(Work item) Return the lines beginning at the one that contains "suv rear window" and continuing to the end of the entries, including both ends, exactly as written and nothing else.

Available records Start Marker

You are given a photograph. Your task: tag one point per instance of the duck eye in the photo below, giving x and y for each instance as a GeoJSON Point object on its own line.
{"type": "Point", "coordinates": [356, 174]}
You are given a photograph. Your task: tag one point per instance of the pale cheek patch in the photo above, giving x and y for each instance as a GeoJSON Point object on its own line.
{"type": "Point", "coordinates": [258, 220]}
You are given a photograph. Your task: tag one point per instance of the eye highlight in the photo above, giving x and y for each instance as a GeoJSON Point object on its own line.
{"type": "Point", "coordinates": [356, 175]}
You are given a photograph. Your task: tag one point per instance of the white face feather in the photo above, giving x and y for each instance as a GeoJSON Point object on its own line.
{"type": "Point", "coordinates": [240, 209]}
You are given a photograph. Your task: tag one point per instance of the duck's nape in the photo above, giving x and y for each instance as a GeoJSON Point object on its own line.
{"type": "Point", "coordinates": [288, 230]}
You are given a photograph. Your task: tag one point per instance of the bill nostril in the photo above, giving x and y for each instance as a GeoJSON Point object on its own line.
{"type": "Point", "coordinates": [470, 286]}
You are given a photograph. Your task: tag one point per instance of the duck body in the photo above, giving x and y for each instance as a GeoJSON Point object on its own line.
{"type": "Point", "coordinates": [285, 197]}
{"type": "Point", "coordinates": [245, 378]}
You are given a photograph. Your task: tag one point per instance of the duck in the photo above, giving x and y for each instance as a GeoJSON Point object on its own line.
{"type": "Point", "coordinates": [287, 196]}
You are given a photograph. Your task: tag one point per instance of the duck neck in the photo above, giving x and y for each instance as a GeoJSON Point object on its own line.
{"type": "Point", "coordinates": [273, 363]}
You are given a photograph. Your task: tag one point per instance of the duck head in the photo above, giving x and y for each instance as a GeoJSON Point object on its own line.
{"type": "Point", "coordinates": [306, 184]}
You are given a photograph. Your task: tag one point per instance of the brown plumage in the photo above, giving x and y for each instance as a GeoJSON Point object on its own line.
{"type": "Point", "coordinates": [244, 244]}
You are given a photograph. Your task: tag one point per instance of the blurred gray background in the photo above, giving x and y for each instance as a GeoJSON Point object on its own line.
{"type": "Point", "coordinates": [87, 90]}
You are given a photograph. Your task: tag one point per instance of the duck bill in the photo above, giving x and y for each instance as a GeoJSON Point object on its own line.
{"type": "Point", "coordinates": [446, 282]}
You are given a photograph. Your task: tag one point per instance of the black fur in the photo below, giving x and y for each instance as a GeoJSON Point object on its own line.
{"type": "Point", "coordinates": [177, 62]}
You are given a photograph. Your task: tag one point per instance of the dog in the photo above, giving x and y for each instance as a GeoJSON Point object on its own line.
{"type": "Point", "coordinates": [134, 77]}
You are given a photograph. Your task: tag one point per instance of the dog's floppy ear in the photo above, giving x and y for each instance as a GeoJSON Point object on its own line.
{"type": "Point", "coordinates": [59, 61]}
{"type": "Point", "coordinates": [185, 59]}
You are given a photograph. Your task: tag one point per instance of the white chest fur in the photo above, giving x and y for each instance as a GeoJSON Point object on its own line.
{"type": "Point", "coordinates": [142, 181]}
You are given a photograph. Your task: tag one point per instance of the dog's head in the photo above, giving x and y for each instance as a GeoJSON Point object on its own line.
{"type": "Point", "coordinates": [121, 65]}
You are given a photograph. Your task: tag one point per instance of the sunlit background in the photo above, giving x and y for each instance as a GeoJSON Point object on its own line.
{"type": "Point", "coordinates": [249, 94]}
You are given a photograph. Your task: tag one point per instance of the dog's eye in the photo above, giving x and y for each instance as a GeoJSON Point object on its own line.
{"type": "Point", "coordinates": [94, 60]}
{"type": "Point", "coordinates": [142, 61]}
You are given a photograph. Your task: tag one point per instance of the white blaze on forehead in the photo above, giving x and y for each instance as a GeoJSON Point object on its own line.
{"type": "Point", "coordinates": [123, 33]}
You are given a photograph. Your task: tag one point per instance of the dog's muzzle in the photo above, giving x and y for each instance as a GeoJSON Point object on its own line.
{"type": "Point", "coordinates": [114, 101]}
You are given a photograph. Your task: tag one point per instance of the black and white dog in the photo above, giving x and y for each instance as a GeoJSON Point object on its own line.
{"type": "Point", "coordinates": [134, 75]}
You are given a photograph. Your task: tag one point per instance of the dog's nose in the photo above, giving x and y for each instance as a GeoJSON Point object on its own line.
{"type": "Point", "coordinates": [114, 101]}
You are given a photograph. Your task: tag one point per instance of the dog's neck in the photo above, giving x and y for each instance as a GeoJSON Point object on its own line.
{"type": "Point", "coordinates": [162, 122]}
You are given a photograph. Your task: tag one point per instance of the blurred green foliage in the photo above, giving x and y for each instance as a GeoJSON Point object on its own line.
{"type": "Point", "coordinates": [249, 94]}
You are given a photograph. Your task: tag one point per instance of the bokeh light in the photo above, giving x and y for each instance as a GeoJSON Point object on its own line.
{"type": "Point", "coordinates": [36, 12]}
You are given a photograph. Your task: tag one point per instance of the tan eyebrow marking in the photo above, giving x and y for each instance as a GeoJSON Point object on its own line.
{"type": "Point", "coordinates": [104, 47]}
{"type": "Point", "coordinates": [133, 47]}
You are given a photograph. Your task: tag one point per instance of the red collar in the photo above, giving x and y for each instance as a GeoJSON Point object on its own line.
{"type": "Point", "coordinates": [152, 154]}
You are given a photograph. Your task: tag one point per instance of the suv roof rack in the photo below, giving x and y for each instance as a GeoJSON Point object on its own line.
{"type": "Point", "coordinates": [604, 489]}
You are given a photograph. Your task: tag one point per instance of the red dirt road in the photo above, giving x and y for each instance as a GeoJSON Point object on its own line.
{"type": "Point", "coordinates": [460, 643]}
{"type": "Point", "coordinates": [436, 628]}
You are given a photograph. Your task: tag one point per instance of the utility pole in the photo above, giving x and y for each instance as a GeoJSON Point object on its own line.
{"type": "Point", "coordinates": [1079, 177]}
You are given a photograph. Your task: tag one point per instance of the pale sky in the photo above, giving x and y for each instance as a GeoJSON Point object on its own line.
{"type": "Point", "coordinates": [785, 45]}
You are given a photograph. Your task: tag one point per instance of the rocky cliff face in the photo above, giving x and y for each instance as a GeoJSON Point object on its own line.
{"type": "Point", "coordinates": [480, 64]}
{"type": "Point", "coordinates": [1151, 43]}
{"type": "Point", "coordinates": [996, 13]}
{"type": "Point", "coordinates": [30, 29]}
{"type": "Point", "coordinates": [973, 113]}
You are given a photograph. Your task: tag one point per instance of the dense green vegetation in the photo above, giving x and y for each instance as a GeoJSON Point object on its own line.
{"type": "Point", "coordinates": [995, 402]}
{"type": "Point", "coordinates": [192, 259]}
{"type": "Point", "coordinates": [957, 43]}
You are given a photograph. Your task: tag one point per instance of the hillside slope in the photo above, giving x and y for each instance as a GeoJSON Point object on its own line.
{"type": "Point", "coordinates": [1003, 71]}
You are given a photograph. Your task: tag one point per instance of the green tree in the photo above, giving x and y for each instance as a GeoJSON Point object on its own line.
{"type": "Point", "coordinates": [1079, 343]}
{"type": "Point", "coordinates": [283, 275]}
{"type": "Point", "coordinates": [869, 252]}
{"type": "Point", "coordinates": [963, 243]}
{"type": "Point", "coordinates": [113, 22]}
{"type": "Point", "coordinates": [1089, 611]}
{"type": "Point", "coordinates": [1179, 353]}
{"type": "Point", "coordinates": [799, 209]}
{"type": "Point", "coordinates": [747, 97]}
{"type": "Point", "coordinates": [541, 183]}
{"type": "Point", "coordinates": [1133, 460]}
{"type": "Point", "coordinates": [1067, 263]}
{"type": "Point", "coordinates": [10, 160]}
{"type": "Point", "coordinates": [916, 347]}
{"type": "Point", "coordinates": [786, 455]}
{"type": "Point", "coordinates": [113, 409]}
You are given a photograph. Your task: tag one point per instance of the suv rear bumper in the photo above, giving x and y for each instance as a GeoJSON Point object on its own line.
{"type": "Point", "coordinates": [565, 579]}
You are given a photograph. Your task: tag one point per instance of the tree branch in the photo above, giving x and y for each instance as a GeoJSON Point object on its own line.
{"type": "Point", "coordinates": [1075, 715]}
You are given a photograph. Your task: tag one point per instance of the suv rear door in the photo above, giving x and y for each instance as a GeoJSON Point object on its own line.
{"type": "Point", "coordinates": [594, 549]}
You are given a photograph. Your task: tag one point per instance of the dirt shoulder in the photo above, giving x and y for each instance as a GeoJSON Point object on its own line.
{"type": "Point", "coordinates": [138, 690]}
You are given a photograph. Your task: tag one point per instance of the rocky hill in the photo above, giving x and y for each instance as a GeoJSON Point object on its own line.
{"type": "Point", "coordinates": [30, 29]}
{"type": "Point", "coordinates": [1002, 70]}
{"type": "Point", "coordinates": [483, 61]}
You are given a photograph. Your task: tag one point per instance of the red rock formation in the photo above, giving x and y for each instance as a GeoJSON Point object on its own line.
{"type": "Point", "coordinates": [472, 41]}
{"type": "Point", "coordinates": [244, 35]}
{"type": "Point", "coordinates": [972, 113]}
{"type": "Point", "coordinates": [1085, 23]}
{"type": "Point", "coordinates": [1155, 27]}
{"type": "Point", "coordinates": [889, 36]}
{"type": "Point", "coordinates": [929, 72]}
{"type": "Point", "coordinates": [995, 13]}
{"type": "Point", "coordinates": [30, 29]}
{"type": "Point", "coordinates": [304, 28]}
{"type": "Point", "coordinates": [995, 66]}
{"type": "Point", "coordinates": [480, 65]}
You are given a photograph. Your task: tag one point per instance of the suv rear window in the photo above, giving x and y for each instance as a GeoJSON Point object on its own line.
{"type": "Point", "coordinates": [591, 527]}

Available records End Marker

(Task output)
You are given a photograph. Your task: tag one point per instance of the suv rear window in the photo above, giving x and y for each instance as a GeoJSON Point object on its own line.
{"type": "Point", "coordinates": [591, 527]}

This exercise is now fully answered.